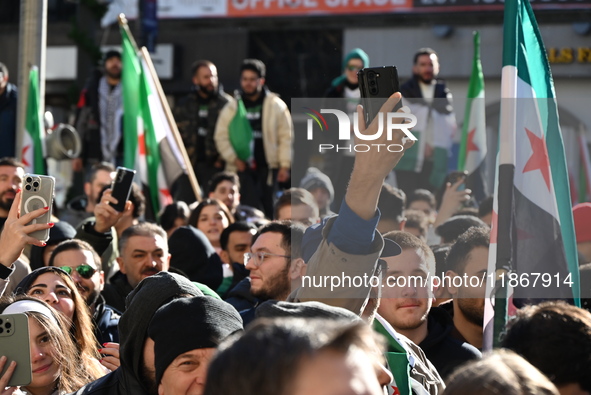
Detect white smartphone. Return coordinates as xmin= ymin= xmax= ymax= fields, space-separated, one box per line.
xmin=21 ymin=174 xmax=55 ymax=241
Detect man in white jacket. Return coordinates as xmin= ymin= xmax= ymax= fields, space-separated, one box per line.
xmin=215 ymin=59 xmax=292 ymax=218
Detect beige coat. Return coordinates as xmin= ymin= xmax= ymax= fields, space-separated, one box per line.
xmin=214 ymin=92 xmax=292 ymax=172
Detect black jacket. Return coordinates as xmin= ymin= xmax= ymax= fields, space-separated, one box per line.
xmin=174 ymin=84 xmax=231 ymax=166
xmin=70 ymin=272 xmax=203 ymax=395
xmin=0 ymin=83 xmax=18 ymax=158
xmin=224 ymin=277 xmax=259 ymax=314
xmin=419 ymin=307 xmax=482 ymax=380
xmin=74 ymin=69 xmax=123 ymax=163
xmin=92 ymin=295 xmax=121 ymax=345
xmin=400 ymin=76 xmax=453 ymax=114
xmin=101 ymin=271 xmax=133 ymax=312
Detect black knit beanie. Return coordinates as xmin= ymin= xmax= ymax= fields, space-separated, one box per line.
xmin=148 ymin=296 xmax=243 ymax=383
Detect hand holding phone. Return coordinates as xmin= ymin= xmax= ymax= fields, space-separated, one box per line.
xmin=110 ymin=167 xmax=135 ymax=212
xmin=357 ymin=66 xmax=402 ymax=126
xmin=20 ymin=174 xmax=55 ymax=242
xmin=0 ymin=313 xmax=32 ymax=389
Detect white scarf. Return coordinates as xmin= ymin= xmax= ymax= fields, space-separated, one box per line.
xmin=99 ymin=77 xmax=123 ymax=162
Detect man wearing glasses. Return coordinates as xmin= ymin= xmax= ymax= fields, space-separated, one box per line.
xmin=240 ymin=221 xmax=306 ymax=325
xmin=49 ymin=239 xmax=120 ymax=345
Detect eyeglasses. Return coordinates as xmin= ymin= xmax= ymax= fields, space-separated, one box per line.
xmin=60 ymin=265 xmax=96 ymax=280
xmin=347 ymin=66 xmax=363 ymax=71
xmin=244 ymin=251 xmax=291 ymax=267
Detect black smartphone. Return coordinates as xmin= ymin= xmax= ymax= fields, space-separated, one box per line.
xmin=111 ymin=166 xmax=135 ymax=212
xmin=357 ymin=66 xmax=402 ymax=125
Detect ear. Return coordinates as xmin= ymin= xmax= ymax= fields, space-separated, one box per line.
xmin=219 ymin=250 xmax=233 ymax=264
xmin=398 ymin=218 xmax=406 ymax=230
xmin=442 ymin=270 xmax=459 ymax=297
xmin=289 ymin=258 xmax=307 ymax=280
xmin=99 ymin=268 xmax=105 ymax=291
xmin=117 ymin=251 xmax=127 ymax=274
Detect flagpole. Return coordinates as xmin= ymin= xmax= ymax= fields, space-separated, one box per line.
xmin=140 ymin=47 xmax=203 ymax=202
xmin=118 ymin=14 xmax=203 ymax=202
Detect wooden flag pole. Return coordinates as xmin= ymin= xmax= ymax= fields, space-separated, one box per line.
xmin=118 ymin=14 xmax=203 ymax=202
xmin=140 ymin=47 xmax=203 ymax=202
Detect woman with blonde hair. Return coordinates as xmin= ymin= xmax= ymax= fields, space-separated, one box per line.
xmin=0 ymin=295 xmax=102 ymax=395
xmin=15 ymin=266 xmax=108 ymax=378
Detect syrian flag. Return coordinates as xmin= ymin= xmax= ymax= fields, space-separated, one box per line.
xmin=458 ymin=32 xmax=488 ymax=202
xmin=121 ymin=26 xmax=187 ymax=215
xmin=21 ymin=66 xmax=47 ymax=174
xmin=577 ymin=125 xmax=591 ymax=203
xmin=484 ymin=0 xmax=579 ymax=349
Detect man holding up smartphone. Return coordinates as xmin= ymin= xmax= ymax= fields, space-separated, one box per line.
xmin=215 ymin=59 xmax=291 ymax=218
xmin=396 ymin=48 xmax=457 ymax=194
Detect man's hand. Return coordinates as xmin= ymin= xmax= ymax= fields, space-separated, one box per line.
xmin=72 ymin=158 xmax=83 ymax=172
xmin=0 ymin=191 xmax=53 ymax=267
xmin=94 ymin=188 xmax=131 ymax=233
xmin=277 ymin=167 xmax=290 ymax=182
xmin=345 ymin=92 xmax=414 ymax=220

#### Do this
Copy all of the material above word for word, leaving out the pictures.

#### Problem solution
Detect white smartphone. Return coordinates as xmin= ymin= xmax= ymax= fields, space-separated, one box per line.
xmin=21 ymin=174 xmax=55 ymax=241
Detect man in white jacket. Return coordinates as xmin= ymin= xmax= ymax= fields, space-separated, one box per line.
xmin=215 ymin=59 xmax=292 ymax=218
Detect beige coat. Return coordinates as xmin= ymin= xmax= ymax= fields, space-separated, one box per line.
xmin=214 ymin=92 xmax=292 ymax=172
Detect black jacket. Return coordinates as xmin= ymin= xmax= ymax= fields, space-separated, one box per line.
xmin=174 ymin=84 xmax=231 ymax=166
xmin=70 ymin=272 xmax=203 ymax=395
xmin=0 ymin=83 xmax=18 ymax=158
xmin=224 ymin=277 xmax=259 ymax=314
xmin=419 ymin=307 xmax=482 ymax=380
xmin=74 ymin=69 xmax=123 ymax=163
xmin=92 ymin=295 xmax=121 ymax=345
xmin=400 ymin=76 xmax=453 ymax=114
xmin=101 ymin=271 xmax=133 ymax=312
Detect black knit beanie. Return coordinates as xmin= ymin= xmax= ymax= fields, space-separated, one box per line.
xmin=148 ymin=296 xmax=243 ymax=383
Detect hand holding phone. Return coordinates as xmin= ymin= xmax= ymax= fields, space-separated, one box per line.
xmin=110 ymin=167 xmax=135 ymax=212
xmin=357 ymin=66 xmax=402 ymax=126
xmin=20 ymin=174 xmax=55 ymax=242
xmin=0 ymin=313 xmax=32 ymax=389
Detect white scarf. Return coordinates as xmin= ymin= xmax= ymax= fields, space-separated, one box per line.
xmin=99 ymin=77 xmax=123 ymax=162
Detect man wearing glasses. Return coordinates as xmin= ymin= xmax= ymax= fields, space-separated, one box per line.
xmin=240 ymin=221 xmax=306 ymax=325
xmin=49 ymin=239 xmax=120 ymax=345
Detect eyeglasses. Return coordinates as xmin= ymin= xmax= ymax= fields, space-separated, one box per line.
xmin=60 ymin=265 xmax=96 ymax=280
xmin=347 ymin=66 xmax=363 ymax=71
xmin=244 ymin=251 xmax=291 ymax=267
Detect black smartphone. Return coordinates as xmin= ymin= xmax= ymax= fields, space-separated, one box per line.
xmin=111 ymin=166 xmax=135 ymax=212
xmin=357 ymin=66 xmax=402 ymax=125
Detect ear. Return coordinates as xmin= ymin= xmax= ymax= fields, space-separated, one box per line.
xmin=219 ymin=250 xmax=233 ymax=264
xmin=398 ymin=218 xmax=406 ymax=230
xmin=442 ymin=270 xmax=459 ymax=297
xmin=289 ymin=258 xmax=307 ymax=280
xmin=99 ymin=268 xmax=105 ymax=291
xmin=117 ymin=251 xmax=127 ymax=274
Detect flagpole. Return coordinates as xmin= ymin= xmax= ymax= fields, space-separated, one box per line.
xmin=140 ymin=47 xmax=203 ymax=202
xmin=118 ymin=14 xmax=203 ymax=202
Detect wooden flag pole. Return coordinates as xmin= ymin= xmax= ymax= fields, space-separated, one box per line.
xmin=118 ymin=14 xmax=203 ymax=202
xmin=140 ymin=47 xmax=203 ymax=202
Detect woman with blonde hair. Return coordinates as xmin= ymin= xmax= ymax= fields, space-separated, one box per line.
xmin=0 ymin=295 xmax=102 ymax=395
xmin=15 ymin=266 xmax=108 ymax=378
Detect syrian flag. Return coordinates as xmin= ymin= xmax= ymax= fields, space-separated, one box per line.
xmin=458 ymin=32 xmax=488 ymax=202
xmin=121 ymin=26 xmax=187 ymax=215
xmin=21 ymin=66 xmax=47 ymax=174
xmin=577 ymin=125 xmax=591 ymax=203
xmin=484 ymin=0 xmax=579 ymax=349
Detect man holding up smartphone. Return coordinates as xmin= ymin= xmax= ymax= fields, space-separated, one box per line.
xmin=215 ymin=59 xmax=291 ymax=218
xmin=396 ymin=48 xmax=457 ymax=194
Detect man's hand. Return coordinates as xmin= ymin= xmax= ymax= fields, space-separated, one box per line.
xmin=72 ymin=158 xmax=83 ymax=172
xmin=0 ymin=191 xmax=53 ymax=267
xmin=94 ymin=188 xmax=131 ymax=233
xmin=277 ymin=167 xmax=290 ymax=182
xmin=345 ymin=92 xmax=414 ymax=220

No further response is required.